Now that we know how numeric data is represented as a sequence of bits, we will find it useful to manipulate these bits in several different ways; several bitwise operations help us in this regard. As in Scheme, sometimes we need a modest amount of flexibility with respect to the data type used in particular circumstances; the union type accomplishes this. You will learn about both in the following textbook readings.

The reading below makes reference to the struct feature of the C programming language, which we will cover in detail after the next module. For now, you may infer what you can about them from the reading, but you should not worry about understanding all the details.

Bitwise Operations

The C programming language contains six bitwise operations that may be applied to any integer type, including char, int, and long. We know each of these types consists of some number of bits, which are individually binary values, so it should not come as a surprise to know that the logical operators we've learned so far, such as AND and OR, can be applied to each positionally aligned pair of bits. For example, whereas a && b evaluates to true (really 1) if both a and b are non-zero, using the bitwise operator a & b compares the corresponding bits of a and b, yielding a 1 in positions where both operands' bits are 1 (i.e., true), and a 0 (i.e., false) in all other bit positions.

Bitwise Operators
Operation Meaning
& Bitwise AND
| Bitwise OR
^ Bitwise Exclusive OR (XOR)

- [Set problem A]
Say whether each statement agrees with the passage on C bitwise operations, answering yes or no and quoting the deciding words: (i) C's bitwise operations can be applied to char, int, and long. (ii) The struct feature will be covered in detail within the current module. (iii) The expression a & b yields a 1 in every position where at least one operand's bit is 1.
- [Set problem B]
Carry on the passage on C bitwise operations from the point where it stops.

- [Dataset content]
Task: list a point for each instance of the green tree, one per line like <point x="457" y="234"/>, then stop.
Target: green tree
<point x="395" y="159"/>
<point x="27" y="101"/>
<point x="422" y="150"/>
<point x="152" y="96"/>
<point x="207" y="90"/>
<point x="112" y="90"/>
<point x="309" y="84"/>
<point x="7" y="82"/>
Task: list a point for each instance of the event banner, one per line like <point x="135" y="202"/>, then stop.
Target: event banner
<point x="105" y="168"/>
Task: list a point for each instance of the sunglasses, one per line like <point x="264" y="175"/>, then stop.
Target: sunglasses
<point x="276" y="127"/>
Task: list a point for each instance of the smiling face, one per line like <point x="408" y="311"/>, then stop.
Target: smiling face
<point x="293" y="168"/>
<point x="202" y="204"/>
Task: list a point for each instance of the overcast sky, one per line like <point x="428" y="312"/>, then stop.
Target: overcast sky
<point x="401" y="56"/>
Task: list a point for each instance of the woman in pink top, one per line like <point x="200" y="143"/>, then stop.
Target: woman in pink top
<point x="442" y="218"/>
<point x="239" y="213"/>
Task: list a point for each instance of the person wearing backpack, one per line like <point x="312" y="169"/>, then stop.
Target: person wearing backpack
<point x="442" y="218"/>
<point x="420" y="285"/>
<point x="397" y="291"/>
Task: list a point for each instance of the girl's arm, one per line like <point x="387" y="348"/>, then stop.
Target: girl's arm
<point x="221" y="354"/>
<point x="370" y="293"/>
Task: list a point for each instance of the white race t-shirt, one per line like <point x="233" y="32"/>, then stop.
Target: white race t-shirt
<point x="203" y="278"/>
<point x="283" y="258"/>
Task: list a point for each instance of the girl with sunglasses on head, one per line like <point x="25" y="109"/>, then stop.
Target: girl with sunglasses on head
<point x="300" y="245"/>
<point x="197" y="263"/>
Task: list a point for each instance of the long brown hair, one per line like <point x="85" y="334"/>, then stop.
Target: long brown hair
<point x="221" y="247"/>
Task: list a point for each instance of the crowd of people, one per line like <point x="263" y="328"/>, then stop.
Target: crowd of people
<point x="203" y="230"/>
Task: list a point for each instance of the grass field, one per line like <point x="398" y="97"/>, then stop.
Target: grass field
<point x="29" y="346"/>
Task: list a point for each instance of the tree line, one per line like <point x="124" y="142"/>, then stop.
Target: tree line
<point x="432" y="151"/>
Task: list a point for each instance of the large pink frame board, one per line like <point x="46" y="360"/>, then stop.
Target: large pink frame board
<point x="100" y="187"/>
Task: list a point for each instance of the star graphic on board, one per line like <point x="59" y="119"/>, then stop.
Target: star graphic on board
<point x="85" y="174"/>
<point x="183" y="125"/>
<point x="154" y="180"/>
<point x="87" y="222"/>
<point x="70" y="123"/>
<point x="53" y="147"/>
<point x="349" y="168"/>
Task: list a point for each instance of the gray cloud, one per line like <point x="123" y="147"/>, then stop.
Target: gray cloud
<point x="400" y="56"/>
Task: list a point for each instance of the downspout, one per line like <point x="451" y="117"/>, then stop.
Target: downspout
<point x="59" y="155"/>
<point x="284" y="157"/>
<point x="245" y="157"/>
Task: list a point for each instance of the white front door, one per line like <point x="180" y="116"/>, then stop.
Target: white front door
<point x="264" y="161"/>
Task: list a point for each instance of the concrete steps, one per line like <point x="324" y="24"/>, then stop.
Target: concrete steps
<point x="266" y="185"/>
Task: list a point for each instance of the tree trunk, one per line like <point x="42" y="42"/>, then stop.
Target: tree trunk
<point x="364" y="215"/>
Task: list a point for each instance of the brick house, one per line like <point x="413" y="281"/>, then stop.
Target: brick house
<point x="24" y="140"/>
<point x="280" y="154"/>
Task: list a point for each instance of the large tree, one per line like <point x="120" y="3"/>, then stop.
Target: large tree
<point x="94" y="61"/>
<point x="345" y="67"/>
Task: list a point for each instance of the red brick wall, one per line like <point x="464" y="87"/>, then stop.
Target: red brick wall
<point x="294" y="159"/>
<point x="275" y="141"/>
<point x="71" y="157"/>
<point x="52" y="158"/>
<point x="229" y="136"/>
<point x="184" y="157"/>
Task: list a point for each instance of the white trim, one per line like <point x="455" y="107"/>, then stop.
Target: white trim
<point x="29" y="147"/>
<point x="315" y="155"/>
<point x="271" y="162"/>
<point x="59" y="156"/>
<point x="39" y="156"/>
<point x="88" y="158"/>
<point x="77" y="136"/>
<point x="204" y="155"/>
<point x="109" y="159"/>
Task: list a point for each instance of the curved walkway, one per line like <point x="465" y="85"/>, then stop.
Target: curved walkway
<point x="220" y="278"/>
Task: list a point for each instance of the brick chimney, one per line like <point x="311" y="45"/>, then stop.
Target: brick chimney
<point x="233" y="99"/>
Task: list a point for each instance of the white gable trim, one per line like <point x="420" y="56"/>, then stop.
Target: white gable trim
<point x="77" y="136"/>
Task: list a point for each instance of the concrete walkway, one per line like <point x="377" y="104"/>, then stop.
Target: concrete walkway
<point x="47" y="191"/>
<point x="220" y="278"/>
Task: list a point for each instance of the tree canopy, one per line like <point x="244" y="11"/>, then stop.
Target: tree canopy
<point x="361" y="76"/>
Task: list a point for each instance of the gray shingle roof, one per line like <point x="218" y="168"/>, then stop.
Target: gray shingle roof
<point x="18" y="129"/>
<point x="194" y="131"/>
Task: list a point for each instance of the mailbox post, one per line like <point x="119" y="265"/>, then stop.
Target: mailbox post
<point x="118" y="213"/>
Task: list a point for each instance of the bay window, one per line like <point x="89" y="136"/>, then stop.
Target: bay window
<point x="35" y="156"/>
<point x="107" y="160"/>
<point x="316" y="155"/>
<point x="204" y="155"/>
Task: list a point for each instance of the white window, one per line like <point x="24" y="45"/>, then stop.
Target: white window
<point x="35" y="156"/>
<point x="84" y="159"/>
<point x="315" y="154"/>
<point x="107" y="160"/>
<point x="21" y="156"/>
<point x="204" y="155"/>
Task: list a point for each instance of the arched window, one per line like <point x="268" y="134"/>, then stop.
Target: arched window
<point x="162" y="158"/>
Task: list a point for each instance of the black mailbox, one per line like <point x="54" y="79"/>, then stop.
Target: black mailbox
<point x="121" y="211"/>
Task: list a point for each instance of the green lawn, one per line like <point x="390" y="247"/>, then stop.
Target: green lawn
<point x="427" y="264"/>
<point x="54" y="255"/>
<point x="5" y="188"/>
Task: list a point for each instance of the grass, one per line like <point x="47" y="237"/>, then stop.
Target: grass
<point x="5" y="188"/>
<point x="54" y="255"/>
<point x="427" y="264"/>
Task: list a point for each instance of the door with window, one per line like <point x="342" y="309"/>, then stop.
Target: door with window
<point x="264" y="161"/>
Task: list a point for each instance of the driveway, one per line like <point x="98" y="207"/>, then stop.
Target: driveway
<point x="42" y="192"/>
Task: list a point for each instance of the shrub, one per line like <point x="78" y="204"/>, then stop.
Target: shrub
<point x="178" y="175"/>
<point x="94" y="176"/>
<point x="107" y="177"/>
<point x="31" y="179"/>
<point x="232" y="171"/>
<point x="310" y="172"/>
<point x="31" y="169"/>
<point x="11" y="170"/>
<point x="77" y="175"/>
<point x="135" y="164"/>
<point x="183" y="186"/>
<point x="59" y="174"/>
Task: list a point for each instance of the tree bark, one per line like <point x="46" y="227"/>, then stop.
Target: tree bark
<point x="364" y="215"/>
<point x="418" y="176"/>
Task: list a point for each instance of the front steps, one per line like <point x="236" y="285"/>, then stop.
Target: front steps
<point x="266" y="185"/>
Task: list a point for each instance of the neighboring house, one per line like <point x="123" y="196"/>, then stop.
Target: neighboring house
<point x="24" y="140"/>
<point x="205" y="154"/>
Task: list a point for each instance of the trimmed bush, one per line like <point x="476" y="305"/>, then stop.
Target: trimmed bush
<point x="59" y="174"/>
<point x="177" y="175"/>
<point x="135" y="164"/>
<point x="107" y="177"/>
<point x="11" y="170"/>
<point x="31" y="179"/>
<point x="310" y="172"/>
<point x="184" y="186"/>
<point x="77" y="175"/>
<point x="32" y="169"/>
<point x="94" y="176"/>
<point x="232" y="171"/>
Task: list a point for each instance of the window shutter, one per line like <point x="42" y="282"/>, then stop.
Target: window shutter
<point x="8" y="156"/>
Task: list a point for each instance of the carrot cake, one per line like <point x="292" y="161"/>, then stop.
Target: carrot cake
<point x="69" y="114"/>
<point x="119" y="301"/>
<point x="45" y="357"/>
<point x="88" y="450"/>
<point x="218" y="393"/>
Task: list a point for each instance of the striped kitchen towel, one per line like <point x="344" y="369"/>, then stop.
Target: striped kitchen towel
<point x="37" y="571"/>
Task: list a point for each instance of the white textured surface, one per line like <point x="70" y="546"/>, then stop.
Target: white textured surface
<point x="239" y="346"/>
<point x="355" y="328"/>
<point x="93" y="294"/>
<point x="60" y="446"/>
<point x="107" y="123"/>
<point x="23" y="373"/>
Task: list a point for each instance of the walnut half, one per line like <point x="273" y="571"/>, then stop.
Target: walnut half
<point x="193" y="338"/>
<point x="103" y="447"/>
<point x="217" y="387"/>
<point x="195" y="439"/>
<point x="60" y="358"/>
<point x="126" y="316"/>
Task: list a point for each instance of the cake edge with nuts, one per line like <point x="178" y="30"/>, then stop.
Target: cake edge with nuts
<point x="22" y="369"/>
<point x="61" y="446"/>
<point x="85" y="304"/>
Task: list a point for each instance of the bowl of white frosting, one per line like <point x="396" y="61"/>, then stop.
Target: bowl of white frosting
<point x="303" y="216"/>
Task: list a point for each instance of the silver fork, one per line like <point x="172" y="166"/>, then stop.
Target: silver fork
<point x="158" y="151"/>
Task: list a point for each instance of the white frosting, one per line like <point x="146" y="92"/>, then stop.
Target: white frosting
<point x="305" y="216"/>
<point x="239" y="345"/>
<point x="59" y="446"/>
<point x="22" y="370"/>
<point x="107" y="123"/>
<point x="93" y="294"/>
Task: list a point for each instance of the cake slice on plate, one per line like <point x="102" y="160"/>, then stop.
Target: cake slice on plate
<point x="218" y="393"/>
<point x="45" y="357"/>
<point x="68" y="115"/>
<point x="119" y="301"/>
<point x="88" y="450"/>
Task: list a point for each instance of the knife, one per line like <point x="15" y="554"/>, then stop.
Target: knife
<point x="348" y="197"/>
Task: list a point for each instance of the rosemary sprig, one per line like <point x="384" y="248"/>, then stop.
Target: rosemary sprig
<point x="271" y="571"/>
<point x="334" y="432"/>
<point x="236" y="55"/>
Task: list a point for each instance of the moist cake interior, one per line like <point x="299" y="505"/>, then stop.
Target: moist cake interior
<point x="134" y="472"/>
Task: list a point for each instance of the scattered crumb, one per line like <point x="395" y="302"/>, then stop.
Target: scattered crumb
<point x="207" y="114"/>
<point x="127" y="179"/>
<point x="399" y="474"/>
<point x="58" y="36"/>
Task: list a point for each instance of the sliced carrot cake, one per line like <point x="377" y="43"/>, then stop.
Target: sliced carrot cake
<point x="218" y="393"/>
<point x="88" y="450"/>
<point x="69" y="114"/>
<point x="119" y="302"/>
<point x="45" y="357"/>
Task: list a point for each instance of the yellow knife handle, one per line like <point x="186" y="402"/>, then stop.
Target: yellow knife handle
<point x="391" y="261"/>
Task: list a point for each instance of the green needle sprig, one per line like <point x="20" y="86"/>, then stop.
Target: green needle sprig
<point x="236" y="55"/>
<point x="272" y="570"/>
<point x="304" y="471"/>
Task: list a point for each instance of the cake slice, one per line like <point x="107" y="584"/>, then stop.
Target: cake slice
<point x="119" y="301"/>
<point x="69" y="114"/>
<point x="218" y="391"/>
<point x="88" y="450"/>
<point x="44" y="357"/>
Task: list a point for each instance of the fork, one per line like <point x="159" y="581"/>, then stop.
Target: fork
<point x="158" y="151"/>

- [Output A]
(i) Yes: "may be applied to any integer type, including char, int, and long"
(ii) No: "which we will cover in detail after the next module"
(iii) No: "yielding a 1 in positions where both operands' bits are 1"

- [Output B]
~ Bitwise NOT
<< Shift Left
>> Shift Right

In considering the bitwise operators, we think of a binary bit 1 as "true" and the binary bit value 0 as "false." . The so-called "exclusive OR", often called "XOR" is true when either one or the other of the operands is true, but is false when both are true or both are false. The negation operator simply flips (or inverts) all of the bits in the value. Both the shift left (<<) and shift right (>>) operators move all bits by a specified number of places. Bits moved beyond the end of storage are lost, and bits introduced at the start of the shift become 0.

Suppose num1 is the 8-bit integer 10010110, and num2 is the 8-bit integer 00001111. When these integers are used with the bitwise operations, each bit of num1 is paired with the corresponding bit of num2. The result is an 8-bit integer, where the resulting bits are derived from the given bitwise operation for each bit.

Expression Result
num1 & num2 00000110
num1 | num2 10011111
num1 ^ num2 10011001
~num1 01101001
~num2 11110000
num1<<2 01011000
num2<<3 01111000
num1>>2 00100101
num2>>3 00000001

Bit shifting deserves a bit more discussion. Shifting left always produces zeros to fill in the spaces left vacant by the bits that have moved. However, shifting to the right may either produce zeros (called a logical shift) or ones IF the leading bit is a one (called an arithmetic shift, since it preserves the sign and remains the equivalent of dividing by 2, even when the operand is negative). The difference stems from the fact that both operations are often desirable but must be supported by the underlying hardware. C's designers have left this behavior "compiler dependent", meaning the programmer won't be able to predict what the outcome of such an expression will be when the leading bit is 1 in a right shift.

Bit Manipulation

Although many applications work with variables at the level of numbers, characters, or strings, some processing may benefit by working directly at a low level with specific bits. Two examples of this processing follow.

Multiplication and Division by 2i

The reading on the representation of integers observed that the bits in an integer increased by a factor of two in moving from right to left. Thus, given the representation for a positive integer n, the representation for 2n can be obtained by shifting all bits for n to the left 1 position—inserting 0 as the rightmost bit. Similarly, shifting the bits of n two places to the left (inserting two zeros on the right) yields the bit representation for the number 4n.

More generally, shifting the bit representation of the number n to the left by i bits (by inserting i bits at the right) yields the binary representation of the number n × 2i.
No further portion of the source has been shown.